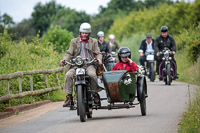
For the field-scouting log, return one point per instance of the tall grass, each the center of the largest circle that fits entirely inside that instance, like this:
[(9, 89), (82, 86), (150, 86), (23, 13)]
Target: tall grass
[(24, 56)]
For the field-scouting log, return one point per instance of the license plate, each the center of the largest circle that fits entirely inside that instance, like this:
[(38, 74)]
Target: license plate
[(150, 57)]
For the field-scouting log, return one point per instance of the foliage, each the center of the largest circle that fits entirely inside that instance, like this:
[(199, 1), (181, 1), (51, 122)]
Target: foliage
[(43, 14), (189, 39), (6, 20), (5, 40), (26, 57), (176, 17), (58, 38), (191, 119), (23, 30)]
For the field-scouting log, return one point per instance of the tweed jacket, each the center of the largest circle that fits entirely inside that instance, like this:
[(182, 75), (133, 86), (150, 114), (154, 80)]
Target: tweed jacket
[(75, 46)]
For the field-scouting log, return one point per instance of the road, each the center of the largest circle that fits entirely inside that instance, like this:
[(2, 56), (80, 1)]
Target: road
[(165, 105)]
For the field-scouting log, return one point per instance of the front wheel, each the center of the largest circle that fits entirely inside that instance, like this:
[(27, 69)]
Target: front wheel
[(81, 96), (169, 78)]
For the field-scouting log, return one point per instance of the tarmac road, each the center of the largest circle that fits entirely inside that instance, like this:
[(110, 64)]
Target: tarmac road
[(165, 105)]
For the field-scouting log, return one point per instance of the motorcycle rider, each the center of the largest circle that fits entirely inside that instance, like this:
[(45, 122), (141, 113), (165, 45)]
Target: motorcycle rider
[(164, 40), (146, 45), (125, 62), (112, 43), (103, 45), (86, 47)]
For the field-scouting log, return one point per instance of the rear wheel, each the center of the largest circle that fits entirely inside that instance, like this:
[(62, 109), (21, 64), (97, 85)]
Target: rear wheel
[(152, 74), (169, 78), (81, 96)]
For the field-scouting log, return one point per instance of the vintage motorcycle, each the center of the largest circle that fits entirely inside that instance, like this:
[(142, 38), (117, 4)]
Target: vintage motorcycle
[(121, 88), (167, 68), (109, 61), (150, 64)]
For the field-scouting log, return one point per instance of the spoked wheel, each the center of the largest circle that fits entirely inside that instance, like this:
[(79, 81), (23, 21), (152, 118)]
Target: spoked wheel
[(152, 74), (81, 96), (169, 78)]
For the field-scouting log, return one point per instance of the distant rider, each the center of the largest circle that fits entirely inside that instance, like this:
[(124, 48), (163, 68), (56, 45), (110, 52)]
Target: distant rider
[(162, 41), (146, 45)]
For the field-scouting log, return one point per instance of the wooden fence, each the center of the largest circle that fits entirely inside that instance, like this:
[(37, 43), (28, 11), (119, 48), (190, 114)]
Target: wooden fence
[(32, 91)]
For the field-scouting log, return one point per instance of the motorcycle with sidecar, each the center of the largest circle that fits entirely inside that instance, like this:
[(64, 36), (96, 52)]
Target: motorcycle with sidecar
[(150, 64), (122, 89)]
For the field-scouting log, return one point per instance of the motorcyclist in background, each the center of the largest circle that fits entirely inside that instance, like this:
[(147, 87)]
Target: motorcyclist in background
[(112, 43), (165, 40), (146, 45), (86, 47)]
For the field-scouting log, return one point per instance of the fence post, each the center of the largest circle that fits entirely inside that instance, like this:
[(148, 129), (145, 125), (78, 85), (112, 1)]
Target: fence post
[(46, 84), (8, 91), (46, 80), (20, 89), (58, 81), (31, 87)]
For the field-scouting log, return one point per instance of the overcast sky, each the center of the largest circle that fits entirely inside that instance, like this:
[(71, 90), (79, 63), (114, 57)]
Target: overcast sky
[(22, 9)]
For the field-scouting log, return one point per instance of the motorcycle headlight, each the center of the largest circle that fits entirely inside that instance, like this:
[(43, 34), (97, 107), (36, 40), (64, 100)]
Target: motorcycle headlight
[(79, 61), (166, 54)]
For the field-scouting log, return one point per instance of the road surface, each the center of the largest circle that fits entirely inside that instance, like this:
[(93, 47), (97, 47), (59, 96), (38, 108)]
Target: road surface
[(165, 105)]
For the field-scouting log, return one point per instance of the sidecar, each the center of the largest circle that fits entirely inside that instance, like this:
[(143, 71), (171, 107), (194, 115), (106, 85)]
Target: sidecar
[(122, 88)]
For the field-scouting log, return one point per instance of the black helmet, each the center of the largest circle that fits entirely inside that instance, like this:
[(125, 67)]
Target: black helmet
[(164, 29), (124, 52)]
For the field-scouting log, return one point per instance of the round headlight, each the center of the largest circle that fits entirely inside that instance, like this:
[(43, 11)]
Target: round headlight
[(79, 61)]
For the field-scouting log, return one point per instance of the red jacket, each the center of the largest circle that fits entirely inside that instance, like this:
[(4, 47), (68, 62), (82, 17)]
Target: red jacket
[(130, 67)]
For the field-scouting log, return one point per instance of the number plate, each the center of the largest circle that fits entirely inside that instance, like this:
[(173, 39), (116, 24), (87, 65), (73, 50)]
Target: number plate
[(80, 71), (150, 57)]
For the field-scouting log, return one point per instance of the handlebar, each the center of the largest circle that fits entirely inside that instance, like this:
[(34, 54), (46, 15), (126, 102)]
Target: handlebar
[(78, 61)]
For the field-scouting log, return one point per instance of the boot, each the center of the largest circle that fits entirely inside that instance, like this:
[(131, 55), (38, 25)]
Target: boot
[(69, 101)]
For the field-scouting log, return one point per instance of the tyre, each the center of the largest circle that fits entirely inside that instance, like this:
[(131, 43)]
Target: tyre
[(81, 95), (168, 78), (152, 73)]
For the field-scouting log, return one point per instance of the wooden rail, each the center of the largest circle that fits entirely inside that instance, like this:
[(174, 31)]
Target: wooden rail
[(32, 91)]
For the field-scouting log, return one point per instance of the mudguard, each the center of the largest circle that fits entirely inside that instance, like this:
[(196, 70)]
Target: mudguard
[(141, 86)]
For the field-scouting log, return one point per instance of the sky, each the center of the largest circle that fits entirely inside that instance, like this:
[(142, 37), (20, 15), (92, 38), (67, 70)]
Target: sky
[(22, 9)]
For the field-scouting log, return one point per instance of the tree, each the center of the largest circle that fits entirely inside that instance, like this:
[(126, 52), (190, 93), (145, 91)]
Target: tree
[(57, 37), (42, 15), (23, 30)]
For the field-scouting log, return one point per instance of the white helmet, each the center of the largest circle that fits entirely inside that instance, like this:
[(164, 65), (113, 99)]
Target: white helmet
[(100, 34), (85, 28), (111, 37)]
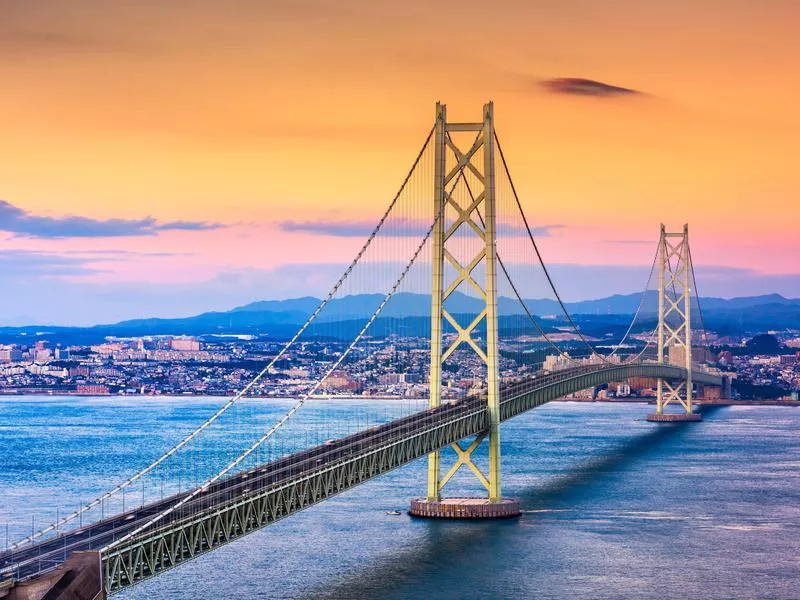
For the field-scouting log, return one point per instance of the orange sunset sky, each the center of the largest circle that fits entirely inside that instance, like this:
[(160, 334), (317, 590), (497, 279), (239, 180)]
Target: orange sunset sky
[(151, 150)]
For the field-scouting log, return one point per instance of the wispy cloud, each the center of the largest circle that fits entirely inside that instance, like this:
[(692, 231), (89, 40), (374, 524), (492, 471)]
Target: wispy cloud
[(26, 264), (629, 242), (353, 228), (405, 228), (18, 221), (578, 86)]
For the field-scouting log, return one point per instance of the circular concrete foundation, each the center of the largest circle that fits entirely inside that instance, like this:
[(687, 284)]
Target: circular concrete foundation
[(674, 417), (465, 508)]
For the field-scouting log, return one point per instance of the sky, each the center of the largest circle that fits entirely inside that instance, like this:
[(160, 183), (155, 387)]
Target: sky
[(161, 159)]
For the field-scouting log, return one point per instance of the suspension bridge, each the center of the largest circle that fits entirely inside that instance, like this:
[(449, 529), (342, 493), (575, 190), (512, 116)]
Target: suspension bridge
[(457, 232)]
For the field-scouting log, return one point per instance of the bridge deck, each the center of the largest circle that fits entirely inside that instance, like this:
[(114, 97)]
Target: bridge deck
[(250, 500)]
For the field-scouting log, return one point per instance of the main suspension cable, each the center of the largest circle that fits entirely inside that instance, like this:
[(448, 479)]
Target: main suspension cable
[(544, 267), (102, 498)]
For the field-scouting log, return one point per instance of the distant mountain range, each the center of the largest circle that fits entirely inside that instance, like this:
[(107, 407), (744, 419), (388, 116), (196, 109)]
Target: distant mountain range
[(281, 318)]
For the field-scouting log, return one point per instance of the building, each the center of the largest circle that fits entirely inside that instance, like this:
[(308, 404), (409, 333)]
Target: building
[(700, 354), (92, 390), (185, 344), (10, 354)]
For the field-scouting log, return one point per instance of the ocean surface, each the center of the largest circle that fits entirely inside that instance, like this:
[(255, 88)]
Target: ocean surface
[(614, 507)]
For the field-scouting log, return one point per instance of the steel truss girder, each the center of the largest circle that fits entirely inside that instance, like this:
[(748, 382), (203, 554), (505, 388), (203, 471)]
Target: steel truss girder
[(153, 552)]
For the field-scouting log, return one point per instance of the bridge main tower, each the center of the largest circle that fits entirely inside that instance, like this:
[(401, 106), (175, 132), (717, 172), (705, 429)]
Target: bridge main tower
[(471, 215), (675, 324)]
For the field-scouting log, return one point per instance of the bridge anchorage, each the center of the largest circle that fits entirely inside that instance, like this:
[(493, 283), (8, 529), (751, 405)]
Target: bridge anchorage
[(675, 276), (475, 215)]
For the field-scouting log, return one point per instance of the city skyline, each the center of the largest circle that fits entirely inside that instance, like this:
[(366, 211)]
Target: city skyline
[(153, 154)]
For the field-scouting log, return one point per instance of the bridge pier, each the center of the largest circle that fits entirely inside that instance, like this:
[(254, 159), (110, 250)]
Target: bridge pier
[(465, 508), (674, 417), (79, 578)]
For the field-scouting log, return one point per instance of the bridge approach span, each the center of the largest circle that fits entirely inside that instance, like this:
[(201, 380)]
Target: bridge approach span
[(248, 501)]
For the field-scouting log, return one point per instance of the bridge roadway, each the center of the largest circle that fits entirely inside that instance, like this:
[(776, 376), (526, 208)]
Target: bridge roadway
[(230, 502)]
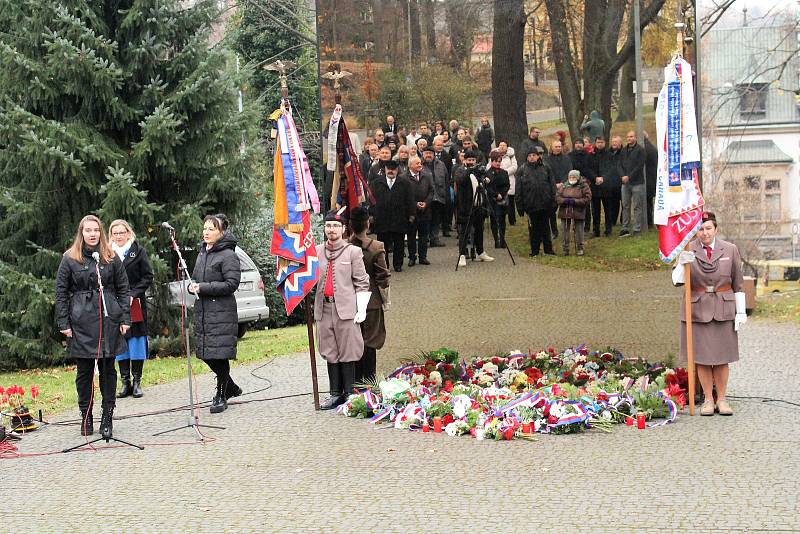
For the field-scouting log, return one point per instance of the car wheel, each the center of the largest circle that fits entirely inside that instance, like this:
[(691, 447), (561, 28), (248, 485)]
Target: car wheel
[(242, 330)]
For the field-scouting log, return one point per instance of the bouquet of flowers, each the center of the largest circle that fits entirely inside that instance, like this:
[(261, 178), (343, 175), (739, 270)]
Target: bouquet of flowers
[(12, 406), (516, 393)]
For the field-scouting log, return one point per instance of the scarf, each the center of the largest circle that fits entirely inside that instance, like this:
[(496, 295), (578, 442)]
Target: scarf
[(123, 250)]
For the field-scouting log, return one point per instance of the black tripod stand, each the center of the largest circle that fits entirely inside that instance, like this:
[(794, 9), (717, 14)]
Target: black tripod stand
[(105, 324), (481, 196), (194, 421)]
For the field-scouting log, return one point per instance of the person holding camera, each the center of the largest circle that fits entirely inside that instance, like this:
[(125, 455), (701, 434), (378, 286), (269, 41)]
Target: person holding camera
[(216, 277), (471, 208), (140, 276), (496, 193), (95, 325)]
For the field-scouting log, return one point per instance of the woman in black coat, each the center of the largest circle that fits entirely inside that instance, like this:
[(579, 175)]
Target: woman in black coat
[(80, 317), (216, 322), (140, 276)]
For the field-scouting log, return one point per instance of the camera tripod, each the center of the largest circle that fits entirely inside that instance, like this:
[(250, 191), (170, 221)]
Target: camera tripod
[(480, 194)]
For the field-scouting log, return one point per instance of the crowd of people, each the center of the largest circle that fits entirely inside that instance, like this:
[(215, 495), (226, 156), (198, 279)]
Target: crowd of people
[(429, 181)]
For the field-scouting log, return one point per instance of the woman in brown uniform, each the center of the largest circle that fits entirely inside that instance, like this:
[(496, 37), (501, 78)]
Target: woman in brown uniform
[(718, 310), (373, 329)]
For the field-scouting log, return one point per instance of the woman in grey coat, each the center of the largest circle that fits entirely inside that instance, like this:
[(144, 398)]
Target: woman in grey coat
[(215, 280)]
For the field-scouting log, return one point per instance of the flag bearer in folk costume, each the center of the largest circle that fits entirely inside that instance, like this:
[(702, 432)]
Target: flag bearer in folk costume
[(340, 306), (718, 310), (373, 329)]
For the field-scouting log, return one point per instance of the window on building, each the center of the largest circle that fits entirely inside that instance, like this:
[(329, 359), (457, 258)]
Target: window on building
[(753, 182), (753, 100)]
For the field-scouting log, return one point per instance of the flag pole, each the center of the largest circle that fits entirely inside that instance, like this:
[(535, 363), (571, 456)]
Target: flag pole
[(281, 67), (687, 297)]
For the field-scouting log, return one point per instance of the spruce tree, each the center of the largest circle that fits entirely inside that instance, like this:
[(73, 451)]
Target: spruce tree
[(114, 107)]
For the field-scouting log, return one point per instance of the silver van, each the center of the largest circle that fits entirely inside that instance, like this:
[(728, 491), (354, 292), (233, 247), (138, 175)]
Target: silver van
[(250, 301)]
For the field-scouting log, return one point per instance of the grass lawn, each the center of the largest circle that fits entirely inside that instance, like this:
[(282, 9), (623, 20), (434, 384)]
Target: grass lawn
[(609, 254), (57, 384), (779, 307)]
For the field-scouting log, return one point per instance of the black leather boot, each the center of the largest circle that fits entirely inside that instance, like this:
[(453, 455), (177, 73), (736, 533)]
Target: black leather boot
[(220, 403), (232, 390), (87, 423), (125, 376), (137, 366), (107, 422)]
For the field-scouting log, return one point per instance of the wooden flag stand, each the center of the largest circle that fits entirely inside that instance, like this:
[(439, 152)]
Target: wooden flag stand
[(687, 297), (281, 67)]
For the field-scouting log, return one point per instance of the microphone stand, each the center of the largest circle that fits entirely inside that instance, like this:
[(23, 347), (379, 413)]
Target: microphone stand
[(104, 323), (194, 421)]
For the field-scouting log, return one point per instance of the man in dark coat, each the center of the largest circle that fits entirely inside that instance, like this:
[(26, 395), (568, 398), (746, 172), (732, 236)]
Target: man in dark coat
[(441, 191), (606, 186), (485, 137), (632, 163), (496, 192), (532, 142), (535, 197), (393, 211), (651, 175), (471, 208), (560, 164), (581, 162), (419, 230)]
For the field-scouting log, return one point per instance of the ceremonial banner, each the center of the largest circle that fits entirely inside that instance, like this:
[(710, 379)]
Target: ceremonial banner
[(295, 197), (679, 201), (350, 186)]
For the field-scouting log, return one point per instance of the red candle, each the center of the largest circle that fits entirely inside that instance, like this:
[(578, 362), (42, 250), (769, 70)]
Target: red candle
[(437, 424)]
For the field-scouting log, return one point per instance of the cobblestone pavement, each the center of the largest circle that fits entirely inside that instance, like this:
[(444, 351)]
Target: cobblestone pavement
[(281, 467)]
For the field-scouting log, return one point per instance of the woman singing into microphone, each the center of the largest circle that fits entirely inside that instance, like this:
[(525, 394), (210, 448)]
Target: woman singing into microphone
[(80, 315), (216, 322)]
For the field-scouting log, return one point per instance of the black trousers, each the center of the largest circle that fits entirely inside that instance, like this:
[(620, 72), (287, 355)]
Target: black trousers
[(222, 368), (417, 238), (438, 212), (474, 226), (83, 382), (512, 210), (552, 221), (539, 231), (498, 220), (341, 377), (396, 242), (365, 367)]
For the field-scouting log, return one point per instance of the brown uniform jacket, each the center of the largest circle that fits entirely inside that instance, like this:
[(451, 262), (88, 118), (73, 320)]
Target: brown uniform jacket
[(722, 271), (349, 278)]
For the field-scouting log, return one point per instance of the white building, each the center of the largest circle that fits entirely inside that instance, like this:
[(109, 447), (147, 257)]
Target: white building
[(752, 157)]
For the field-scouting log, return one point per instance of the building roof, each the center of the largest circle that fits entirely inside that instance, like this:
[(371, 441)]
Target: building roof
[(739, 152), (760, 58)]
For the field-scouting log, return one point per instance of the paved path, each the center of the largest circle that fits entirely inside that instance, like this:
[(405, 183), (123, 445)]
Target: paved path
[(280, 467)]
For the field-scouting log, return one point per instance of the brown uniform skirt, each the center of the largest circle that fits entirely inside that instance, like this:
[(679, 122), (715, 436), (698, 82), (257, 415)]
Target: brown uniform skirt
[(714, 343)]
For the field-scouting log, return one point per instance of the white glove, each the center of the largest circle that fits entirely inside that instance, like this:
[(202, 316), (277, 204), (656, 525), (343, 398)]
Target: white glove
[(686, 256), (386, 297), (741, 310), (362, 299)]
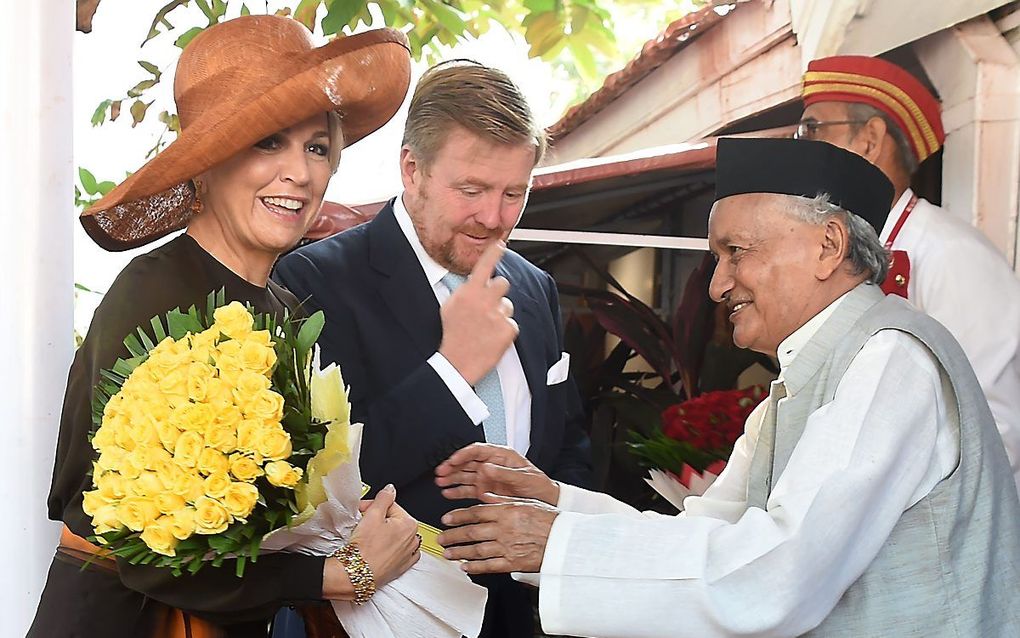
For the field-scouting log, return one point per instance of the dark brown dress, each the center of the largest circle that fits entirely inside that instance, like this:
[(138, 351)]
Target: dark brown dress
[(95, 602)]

# [Exercise instructions]
Here the job is to set down exactly the lines of the material above that fall between the one with "Target: woman in grey coat" and the one with "[(702, 432)]", inclusive, and nothing beyond them.

# [Task solution]
Target: woman in grey coat
[(215, 280)]
For the field-scouting log, return one point per instance of the flag bearer in folk costume, each the center of the largest circle that fits entirely inside that instance, like this:
[(702, 432)]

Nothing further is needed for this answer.